Source information:
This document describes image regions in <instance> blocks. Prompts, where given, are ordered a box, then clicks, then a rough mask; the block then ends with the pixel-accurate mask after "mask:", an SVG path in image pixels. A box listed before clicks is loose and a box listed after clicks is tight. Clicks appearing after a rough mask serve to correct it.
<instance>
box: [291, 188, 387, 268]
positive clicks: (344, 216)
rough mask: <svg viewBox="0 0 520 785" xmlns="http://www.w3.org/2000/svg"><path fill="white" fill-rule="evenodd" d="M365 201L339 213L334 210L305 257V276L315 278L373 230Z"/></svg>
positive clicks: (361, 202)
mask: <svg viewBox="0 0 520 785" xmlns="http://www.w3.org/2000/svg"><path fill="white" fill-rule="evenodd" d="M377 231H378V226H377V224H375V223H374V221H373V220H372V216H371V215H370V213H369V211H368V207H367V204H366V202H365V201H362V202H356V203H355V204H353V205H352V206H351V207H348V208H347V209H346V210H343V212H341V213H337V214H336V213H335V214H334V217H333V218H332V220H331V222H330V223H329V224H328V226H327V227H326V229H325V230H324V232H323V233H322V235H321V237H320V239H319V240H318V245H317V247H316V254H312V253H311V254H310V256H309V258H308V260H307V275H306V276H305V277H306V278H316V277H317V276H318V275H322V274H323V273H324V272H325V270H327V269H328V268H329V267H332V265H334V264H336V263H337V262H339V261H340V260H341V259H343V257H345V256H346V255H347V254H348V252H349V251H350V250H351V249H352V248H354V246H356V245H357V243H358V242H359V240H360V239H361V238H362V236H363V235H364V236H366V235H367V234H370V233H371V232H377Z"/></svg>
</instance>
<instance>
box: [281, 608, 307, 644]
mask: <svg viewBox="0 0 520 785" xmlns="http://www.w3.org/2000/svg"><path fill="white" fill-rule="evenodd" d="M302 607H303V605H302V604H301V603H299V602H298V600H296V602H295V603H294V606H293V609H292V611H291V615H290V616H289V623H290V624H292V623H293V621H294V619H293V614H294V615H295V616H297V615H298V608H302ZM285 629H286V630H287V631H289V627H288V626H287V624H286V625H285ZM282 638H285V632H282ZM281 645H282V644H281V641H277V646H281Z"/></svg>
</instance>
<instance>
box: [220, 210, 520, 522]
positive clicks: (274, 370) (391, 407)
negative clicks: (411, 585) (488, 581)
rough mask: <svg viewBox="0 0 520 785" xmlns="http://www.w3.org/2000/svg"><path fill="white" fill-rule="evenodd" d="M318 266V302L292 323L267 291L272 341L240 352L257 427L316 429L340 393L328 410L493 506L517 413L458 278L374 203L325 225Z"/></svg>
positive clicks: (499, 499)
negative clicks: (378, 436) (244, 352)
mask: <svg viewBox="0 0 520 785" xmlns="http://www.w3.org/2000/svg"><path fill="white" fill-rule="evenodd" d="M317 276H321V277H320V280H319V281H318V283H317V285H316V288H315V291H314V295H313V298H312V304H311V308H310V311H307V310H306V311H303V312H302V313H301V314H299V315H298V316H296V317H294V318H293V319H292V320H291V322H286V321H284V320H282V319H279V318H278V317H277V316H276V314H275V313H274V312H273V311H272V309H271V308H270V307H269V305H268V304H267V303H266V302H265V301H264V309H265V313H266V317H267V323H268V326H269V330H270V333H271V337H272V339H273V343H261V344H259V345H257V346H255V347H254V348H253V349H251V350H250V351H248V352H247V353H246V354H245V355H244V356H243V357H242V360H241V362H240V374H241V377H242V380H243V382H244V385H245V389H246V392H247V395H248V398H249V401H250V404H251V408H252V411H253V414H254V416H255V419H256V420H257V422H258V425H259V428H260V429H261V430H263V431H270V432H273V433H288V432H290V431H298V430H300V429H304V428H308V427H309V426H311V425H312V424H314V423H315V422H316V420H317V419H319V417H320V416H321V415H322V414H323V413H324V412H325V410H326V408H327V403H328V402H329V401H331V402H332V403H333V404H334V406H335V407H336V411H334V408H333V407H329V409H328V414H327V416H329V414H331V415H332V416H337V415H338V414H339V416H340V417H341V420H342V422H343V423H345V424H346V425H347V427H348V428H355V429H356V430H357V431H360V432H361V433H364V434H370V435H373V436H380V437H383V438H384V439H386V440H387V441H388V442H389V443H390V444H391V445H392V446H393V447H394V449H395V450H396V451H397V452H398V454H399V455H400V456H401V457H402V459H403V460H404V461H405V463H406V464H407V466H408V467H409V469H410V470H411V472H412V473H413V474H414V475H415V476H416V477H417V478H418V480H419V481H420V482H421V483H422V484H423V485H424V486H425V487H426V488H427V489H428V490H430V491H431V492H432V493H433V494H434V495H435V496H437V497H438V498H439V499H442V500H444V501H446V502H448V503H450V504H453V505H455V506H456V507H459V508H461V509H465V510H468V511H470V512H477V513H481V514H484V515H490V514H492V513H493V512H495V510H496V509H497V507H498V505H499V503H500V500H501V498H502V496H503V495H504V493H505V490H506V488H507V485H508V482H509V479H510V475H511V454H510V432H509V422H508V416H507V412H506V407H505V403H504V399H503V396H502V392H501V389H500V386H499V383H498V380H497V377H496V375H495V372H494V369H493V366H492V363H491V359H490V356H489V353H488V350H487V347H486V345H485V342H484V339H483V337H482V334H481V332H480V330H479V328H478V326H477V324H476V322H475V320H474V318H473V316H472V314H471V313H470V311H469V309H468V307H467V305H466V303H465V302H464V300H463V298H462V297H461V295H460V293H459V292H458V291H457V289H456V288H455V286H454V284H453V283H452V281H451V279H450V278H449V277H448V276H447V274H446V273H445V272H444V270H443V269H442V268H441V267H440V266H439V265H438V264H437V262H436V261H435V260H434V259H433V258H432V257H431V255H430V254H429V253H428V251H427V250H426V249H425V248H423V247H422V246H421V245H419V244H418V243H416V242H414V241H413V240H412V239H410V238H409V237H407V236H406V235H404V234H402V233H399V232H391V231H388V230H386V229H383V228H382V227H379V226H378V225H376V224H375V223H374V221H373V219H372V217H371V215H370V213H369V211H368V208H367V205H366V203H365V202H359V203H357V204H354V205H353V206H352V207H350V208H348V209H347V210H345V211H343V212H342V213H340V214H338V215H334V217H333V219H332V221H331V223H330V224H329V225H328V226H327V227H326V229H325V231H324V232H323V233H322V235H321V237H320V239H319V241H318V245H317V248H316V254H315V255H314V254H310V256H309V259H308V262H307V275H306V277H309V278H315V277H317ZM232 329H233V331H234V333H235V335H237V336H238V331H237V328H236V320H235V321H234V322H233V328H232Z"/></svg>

How to complete this task: All entries are to be reproduced verbatim, with none omitted.

Response area:
This document describes image regions in <instance> blocks. Prompts, where given, are ordered a box, then clicks, then a rough mask; the block then ends with the pixel-accurate mask after "mask:", an SVG path in image pixels. A box listed before clicks is loose and a box listed after clicks is tight. Clicks appearing after a rough mask serve to correct it.
<instance>
box: [291, 188, 387, 268]
positive clicks: (344, 216)
rough mask: <svg viewBox="0 0 520 785" xmlns="http://www.w3.org/2000/svg"><path fill="white" fill-rule="evenodd" d="M365 201L339 213L334 210L305 257V276L315 278L373 230Z"/></svg>
positive clicks: (361, 202)
mask: <svg viewBox="0 0 520 785" xmlns="http://www.w3.org/2000/svg"><path fill="white" fill-rule="evenodd" d="M377 231H378V226H377V224H375V223H374V221H373V220H372V216H371V215H370V213H369V211H368V207H367V204H366V202H365V201H362V202H356V203H355V204H353V205H352V206H351V207H348V208H347V209H346V210H343V212H341V213H337V214H336V213H335V214H334V217H333V218H332V220H331V222H330V223H329V224H328V226H327V227H326V229H325V230H324V232H323V233H322V235H321V237H320V239H319V240H318V245H317V247H316V254H312V253H311V254H310V256H309V258H308V260H307V275H306V276H305V277H306V278H316V277H317V276H318V275H322V274H323V273H324V272H325V270H327V269H328V268H329V267H332V265H334V264H336V263H337V262H339V261H340V260H341V259H343V257H345V256H346V255H347V254H348V252H349V251H350V250H351V249H352V248H354V246H356V245H357V243H358V242H359V240H360V239H361V238H362V236H363V235H364V236H366V235H367V234H370V233H371V232H377Z"/></svg>
</instance>
<instance>
box: [281, 608, 307, 644]
mask: <svg viewBox="0 0 520 785" xmlns="http://www.w3.org/2000/svg"><path fill="white" fill-rule="evenodd" d="M302 607H303V605H302V604H301V603H299V602H298V600H296V602H295V603H294V606H293V609H292V611H291V615H290V616H289V623H290V624H292V623H293V621H294V619H293V614H294V615H295V616H297V615H298V608H302ZM285 629H286V630H287V631H289V627H288V626H287V624H286V625H285ZM282 638H285V632H282ZM281 645H282V644H281V641H277V646H281Z"/></svg>
</instance>
<instance>
box: [220, 210, 520, 522]
positive clicks: (274, 370) (391, 407)
negative clicks: (411, 585) (488, 581)
rough mask: <svg viewBox="0 0 520 785" xmlns="http://www.w3.org/2000/svg"><path fill="white" fill-rule="evenodd" d="M318 266V302L292 323L267 291L272 341L240 352L257 427L316 429L340 393L328 410L493 506L517 413L458 278L374 203L325 225Z"/></svg>
positive clicks: (499, 499)
negative clicks: (378, 436) (244, 352)
mask: <svg viewBox="0 0 520 785" xmlns="http://www.w3.org/2000/svg"><path fill="white" fill-rule="evenodd" d="M317 276H321V277H320V280H319V281H318V283H317V285H316V288H315V291H314V295H313V298H312V304H311V308H310V311H307V310H306V311H303V312H302V313H301V314H299V315H298V316H296V317H294V318H293V319H292V320H291V322H286V321H284V320H282V319H279V318H278V317H277V316H276V314H275V313H274V312H273V311H272V309H271V308H270V307H269V305H268V304H267V303H266V302H265V301H264V309H265V313H266V317H267V323H268V326H269V330H270V333H271V337H272V339H273V343H261V344H259V345H257V346H255V347H254V348H253V349H251V350H250V351H248V352H247V353H246V354H245V355H244V356H243V357H242V360H241V362H240V374H241V377H242V380H243V382H244V385H245V389H246V392H247V395H248V398H249V401H250V404H251V408H252V411H253V414H254V416H255V419H256V420H257V422H258V425H259V428H260V429H261V430H263V431H270V432H273V433H288V432H290V431H298V430H300V429H304V428H308V427H309V426H311V425H312V424H314V423H315V422H316V420H317V419H319V417H320V416H321V415H322V414H323V413H324V412H325V410H326V408H327V403H328V402H329V401H331V402H332V403H333V404H334V406H335V407H336V411H334V408H333V407H329V409H328V414H327V416H329V414H331V415H332V416H337V415H338V414H339V416H340V417H341V420H342V422H343V423H345V424H346V425H347V427H348V428H355V429H356V430H357V431H360V432H361V433H364V434H370V435H373V436H380V437H383V438H384V439H386V440H387V441H388V442H389V443H390V444H391V445H392V446H393V447H394V449H395V450H396V451H397V452H398V454H399V455H400V456H401V457H402V459H403V460H404V461H405V463H406V464H407V466H408V467H409V469H410V470H411V472H412V473H413V474H414V475H415V476H416V477H417V478H418V480H419V481H420V482H421V483H422V484H423V485H424V486H425V487H426V488H427V489H428V490H430V491H431V492H432V493H433V494H434V495H435V496H437V497H438V498H439V499H442V500H444V501H446V502H448V503H450V504H453V505H455V506H456V507H459V508H461V509H465V510H468V511H470V512H477V513H481V514H484V515H490V514H492V513H493V512H495V510H496V509H497V507H498V505H499V503H500V500H501V498H502V496H503V495H504V493H505V490H506V488H507V485H508V482H509V479H510V475H511V454H510V432H509V422H508V416H507V412H506V407H505V403H504V399H503V396H502V392H501V389H500V386H499V383H498V380H497V377H496V375H495V372H494V369H493V366H492V363H491V359H490V356H489V353H488V350H487V347H486V345H485V342H484V339H483V337H482V334H481V332H480V330H479V328H478V326H477V324H476V322H475V320H474V318H473V316H472V314H471V313H470V311H469V309H468V307H467V305H466V303H465V302H464V300H463V298H462V297H461V295H460V293H459V292H458V291H457V289H456V288H455V286H454V284H453V283H452V281H451V279H450V278H449V277H448V276H447V274H446V273H445V272H444V270H443V269H442V268H441V267H440V266H439V265H438V264H437V262H436V261H435V260H434V259H433V258H432V257H431V255H430V254H429V253H428V251H427V250H426V249H425V248H423V247H422V246H421V245H419V244H418V243H416V242H414V241H413V240H412V239H410V238H409V237H407V236H406V235H404V234H402V233H399V232H391V231H388V230H386V229H383V228H382V227H379V226H378V225H376V224H375V223H374V221H373V219H372V217H371V215H370V213H369V211H368V208H367V205H366V203H365V202H359V203H357V204H354V205H353V206H352V207H350V208H348V209H347V210H345V211H343V212H342V213H340V214H338V215H334V217H333V219H332V221H331V223H330V224H329V225H328V226H327V227H326V229H325V231H324V232H323V233H322V235H321V237H320V239H319V241H318V245H317V248H316V254H315V255H314V254H310V256H309V259H308V262H307V275H306V277H309V278H315V277H317ZM232 329H233V331H234V333H235V335H237V336H238V331H237V328H236V320H235V321H234V322H233V328H232Z"/></svg>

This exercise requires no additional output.